═════ Article

Workbooks don't actually execute any external actions, though. It's solely an analysis tool. Runbooks skew the other direction, they are for executing scripts (more or less).
Jupyter/python seems to fit in a nice gap where this could be bridged, especially with the level of existing python support from azure sdk + cli.
PS: a dev from Workbooks has seen Azure Notebooks, and was curious a while back about how he could integrate the functionality [1]
wow, a link to my blog (that second link) made hackernews? that's exciting!
Anyway, yeah, workbooks in appinsights is almost like notebooks for non-programmers? kinda? you string together markdown, parameters, and analytics queries (and very soon metrics across more of azure) into reports. But the parameters stuff lets you do more interactive things to hide/show sections now. i really need to do a new blog post about all the new stuff that's in there that wasn't last june!
i've prototyped some stuff to export an AI workbook to an azure/jupyter notebook, as there's some support for querying analytics already from a python package. there just hasn't been enough demand for it so far (not as much as we expected, anyway?)
Just saw that you are CEO of GitLab. Good job making your runbooks public [1]. I converted one of your runbook into an executable notebook to convey my point. Check the before/after screenshot here: https://blog.amirathi.com/2018/03/27/codify-infra-runbooks-w...
Native Jupyter has the magic %%bash command, so a lot of this should just be possible, i.e. you start a cell with that, and it will invoke bash to execute it.
More generally, there is %%script <x>, which executes the cell using <x>.

══════════
═════ Record set

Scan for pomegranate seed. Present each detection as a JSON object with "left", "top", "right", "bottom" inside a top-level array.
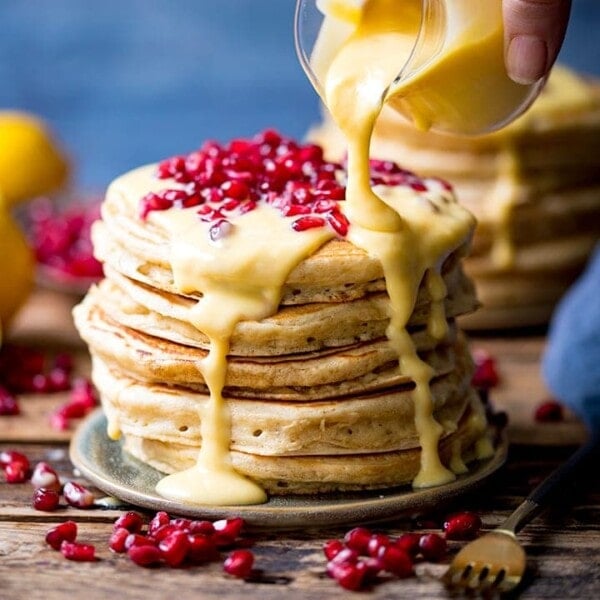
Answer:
[
  {"left": 123, "top": 533, "right": 156, "bottom": 550},
  {"left": 323, "top": 540, "right": 346, "bottom": 560},
  {"left": 188, "top": 533, "right": 219, "bottom": 564},
  {"left": 50, "top": 412, "right": 69, "bottom": 431},
  {"left": 60, "top": 540, "right": 96, "bottom": 562},
  {"left": 471, "top": 350, "right": 500, "bottom": 389},
  {"left": 158, "top": 531, "right": 190, "bottom": 567},
  {"left": 0, "top": 450, "right": 31, "bottom": 471},
  {"left": 127, "top": 546, "right": 162, "bottom": 567},
  {"left": 208, "top": 219, "right": 234, "bottom": 242},
  {"left": 0, "top": 386, "right": 21, "bottom": 417},
  {"left": 113, "top": 511, "right": 144, "bottom": 533},
  {"left": 442, "top": 511, "right": 481, "bottom": 540},
  {"left": 46, "top": 521, "right": 77, "bottom": 550},
  {"left": 32, "top": 488, "right": 60, "bottom": 512},
  {"left": 223, "top": 550, "right": 254, "bottom": 579},
  {"left": 148, "top": 510, "right": 171, "bottom": 535},
  {"left": 394, "top": 533, "right": 421, "bottom": 558},
  {"left": 63, "top": 481, "right": 95, "bottom": 508},
  {"left": 344, "top": 527, "right": 373, "bottom": 554},
  {"left": 329, "top": 547, "right": 360, "bottom": 565},
  {"left": 189, "top": 521, "right": 215, "bottom": 536},
  {"left": 4, "top": 461, "right": 29, "bottom": 483},
  {"left": 534, "top": 400, "right": 564, "bottom": 423},
  {"left": 327, "top": 211, "right": 350, "bottom": 237},
  {"left": 221, "top": 181, "right": 250, "bottom": 200},
  {"left": 108, "top": 527, "right": 129, "bottom": 553},
  {"left": 419, "top": 533, "right": 446, "bottom": 562},
  {"left": 379, "top": 546, "right": 413, "bottom": 577},
  {"left": 331, "top": 562, "right": 367, "bottom": 591},
  {"left": 367, "top": 533, "right": 392, "bottom": 558}
]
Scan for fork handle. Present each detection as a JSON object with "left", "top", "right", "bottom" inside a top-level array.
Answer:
[{"left": 498, "top": 432, "right": 600, "bottom": 533}]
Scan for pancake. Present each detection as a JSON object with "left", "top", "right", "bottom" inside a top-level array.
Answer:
[
  {"left": 74, "top": 130, "right": 491, "bottom": 503},
  {"left": 309, "top": 67, "right": 600, "bottom": 329}
]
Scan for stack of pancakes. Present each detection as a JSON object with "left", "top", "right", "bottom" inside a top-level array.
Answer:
[
  {"left": 310, "top": 67, "right": 600, "bottom": 329},
  {"left": 74, "top": 136, "right": 490, "bottom": 494}
]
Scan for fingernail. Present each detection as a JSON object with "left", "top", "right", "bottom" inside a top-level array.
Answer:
[{"left": 506, "top": 35, "right": 548, "bottom": 85}]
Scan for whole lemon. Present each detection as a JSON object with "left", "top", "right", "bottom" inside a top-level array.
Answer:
[
  {"left": 0, "top": 111, "right": 69, "bottom": 207},
  {"left": 0, "top": 195, "right": 35, "bottom": 336}
]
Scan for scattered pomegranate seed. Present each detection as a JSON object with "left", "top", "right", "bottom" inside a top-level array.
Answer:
[
  {"left": 60, "top": 540, "right": 96, "bottom": 562},
  {"left": 419, "top": 533, "right": 446, "bottom": 562},
  {"left": 534, "top": 400, "right": 564, "bottom": 423},
  {"left": 113, "top": 511, "right": 144, "bottom": 533},
  {"left": 223, "top": 550, "right": 254, "bottom": 579},
  {"left": 32, "top": 488, "right": 60, "bottom": 512},
  {"left": 63, "top": 481, "right": 95, "bottom": 508},
  {"left": 4, "top": 461, "right": 29, "bottom": 483},
  {"left": 442, "top": 511, "right": 481, "bottom": 540},
  {"left": 108, "top": 527, "right": 129, "bottom": 553},
  {"left": 31, "top": 461, "right": 62, "bottom": 492},
  {"left": 471, "top": 349, "right": 500, "bottom": 390},
  {"left": 0, "top": 450, "right": 31, "bottom": 471},
  {"left": 46, "top": 521, "right": 77, "bottom": 550},
  {"left": 127, "top": 546, "right": 162, "bottom": 567},
  {"left": 367, "top": 533, "right": 392, "bottom": 558},
  {"left": 331, "top": 562, "right": 367, "bottom": 591},
  {"left": 29, "top": 198, "right": 102, "bottom": 282},
  {"left": 158, "top": 531, "right": 190, "bottom": 567}
]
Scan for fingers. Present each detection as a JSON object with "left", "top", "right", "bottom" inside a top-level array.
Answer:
[{"left": 502, "top": 0, "right": 571, "bottom": 84}]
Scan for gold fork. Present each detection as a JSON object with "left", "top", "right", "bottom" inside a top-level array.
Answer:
[{"left": 442, "top": 434, "right": 600, "bottom": 594}]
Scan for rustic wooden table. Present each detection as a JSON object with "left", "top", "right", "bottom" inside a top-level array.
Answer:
[{"left": 0, "top": 291, "right": 600, "bottom": 600}]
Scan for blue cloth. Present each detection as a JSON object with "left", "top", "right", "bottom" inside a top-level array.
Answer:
[
  {"left": 542, "top": 245, "right": 600, "bottom": 431},
  {"left": 0, "top": 0, "right": 600, "bottom": 188}
]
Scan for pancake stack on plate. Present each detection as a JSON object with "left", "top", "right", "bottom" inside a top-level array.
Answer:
[
  {"left": 75, "top": 132, "right": 491, "bottom": 494},
  {"left": 310, "top": 67, "right": 600, "bottom": 329}
]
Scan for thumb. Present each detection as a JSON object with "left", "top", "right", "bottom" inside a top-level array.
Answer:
[{"left": 502, "top": 0, "right": 571, "bottom": 84}]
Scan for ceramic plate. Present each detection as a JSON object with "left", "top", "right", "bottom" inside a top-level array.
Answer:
[{"left": 70, "top": 409, "right": 508, "bottom": 529}]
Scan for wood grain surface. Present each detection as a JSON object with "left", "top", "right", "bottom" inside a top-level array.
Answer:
[{"left": 0, "top": 291, "right": 600, "bottom": 600}]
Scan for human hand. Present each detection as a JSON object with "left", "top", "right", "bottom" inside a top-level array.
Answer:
[{"left": 502, "top": 0, "right": 571, "bottom": 84}]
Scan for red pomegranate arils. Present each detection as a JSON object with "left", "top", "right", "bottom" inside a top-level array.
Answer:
[
  {"left": 108, "top": 527, "right": 129, "bottom": 554},
  {"left": 60, "top": 540, "right": 96, "bottom": 562},
  {"left": 442, "top": 511, "right": 481, "bottom": 540},
  {"left": 4, "top": 461, "right": 29, "bottom": 483},
  {"left": 113, "top": 510, "right": 144, "bottom": 533},
  {"left": 223, "top": 550, "right": 254, "bottom": 579},
  {"left": 46, "top": 521, "right": 77, "bottom": 550},
  {"left": 158, "top": 530, "right": 190, "bottom": 567}
]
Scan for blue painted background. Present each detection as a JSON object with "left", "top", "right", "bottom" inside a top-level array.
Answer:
[{"left": 0, "top": 0, "right": 600, "bottom": 188}]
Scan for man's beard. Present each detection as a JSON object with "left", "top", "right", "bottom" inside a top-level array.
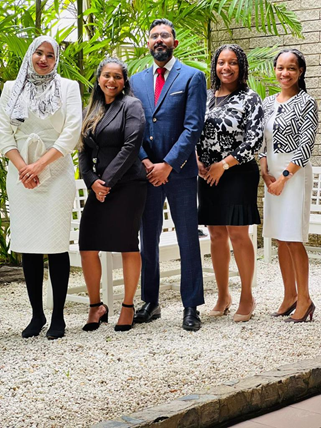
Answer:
[{"left": 150, "top": 46, "right": 174, "bottom": 62}]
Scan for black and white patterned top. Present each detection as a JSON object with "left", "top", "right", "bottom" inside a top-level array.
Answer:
[
  {"left": 259, "top": 90, "right": 318, "bottom": 167},
  {"left": 197, "top": 88, "right": 264, "bottom": 166}
]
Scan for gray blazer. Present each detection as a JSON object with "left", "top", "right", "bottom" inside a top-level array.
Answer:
[{"left": 79, "top": 95, "right": 146, "bottom": 188}]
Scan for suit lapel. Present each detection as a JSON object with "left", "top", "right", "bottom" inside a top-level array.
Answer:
[
  {"left": 153, "top": 60, "right": 182, "bottom": 111},
  {"left": 96, "top": 98, "right": 123, "bottom": 136}
]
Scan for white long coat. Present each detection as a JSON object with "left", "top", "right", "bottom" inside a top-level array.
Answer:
[{"left": 0, "top": 78, "right": 82, "bottom": 254}]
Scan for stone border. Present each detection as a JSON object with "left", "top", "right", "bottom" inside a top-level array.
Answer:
[{"left": 93, "top": 357, "right": 321, "bottom": 428}]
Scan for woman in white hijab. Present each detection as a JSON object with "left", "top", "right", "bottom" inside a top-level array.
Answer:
[{"left": 0, "top": 36, "right": 82, "bottom": 339}]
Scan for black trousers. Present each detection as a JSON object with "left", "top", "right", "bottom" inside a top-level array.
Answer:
[{"left": 22, "top": 252, "right": 70, "bottom": 323}]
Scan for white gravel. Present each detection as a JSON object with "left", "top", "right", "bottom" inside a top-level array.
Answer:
[{"left": 0, "top": 249, "right": 321, "bottom": 428}]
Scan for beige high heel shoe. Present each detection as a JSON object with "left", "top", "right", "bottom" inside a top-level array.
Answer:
[
  {"left": 208, "top": 300, "right": 232, "bottom": 317},
  {"left": 233, "top": 302, "right": 256, "bottom": 322}
]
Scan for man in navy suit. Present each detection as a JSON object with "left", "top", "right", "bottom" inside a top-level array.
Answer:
[{"left": 131, "top": 19, "right": 206, "bottom": 331}]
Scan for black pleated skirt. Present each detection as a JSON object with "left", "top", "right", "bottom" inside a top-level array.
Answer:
[
  {"left": 79, "top": 180, "right": 147, "bottom": 252},
  {"left": 198, "top": 159, "right": 261, "bottom": 226}
]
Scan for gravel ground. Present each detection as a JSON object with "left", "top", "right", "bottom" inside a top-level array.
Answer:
[{"left": 0, "top": 249, "right": 321, "bottom": 428}]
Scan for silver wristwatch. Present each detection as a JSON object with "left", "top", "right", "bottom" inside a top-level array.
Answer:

══════════

Requests:
1. Answer these questions about the forum thread on workbooks, runbooks and notebooks:
(a) What kind of tool does the first comment say workbooks are?
(b) What three things does the comment about workbooks in appinsights say you string together into reports?
(c) Which magic command in native Jupyter invokes bash?
2. Pick up the forum thread on workbooks, runbooks and notebooks where it ends and extend it.

Task-by-task results:
1.
(a) Solely an analysis tool.
(b) Markdown, parameters, and analytics queries.
(c) %%bash

2.
Yep! We've been experimenting with a variant for security & fraud investigations at Graphistry. Our original experiments with just notebooks resulted in a few people on super early adopter teams getting a kick out of it, but in critical ~operational settings, having to deal with code was... not great. Mostly looked like siloed personal use.
BUT. The core concept is great. We made a form more focused on interactive investigation, so you can jump from an alert in a dashboard into a rich & interactive visual session with pre-wrangled data: https://youtu.be/B3ZZWx9WUEk?t=1m32s . Depending on what you see, can easily pull in more data, or refine what's there. And agreed, I think it'd be fun to try in big devops/netops scenarios!
That makes good sense, in case it helps your confidence.
It's a middle ground between literate programming and a traditional IDE and there is nothing like that aimed at the ops space where it would actually be quite valuable.
emacs' org-mode / org-babel is well suited for it. This blog post [1] has some fantastic examples. The problem, of course, is that it's so closely tied to emacs.
Howard's blog and github are an amazing resource; I'm a huge fan of his demo-it package as well. Highly recommend checking it out if you ever give technical presentations or talks.
Also, happy to answer any questions that people might have.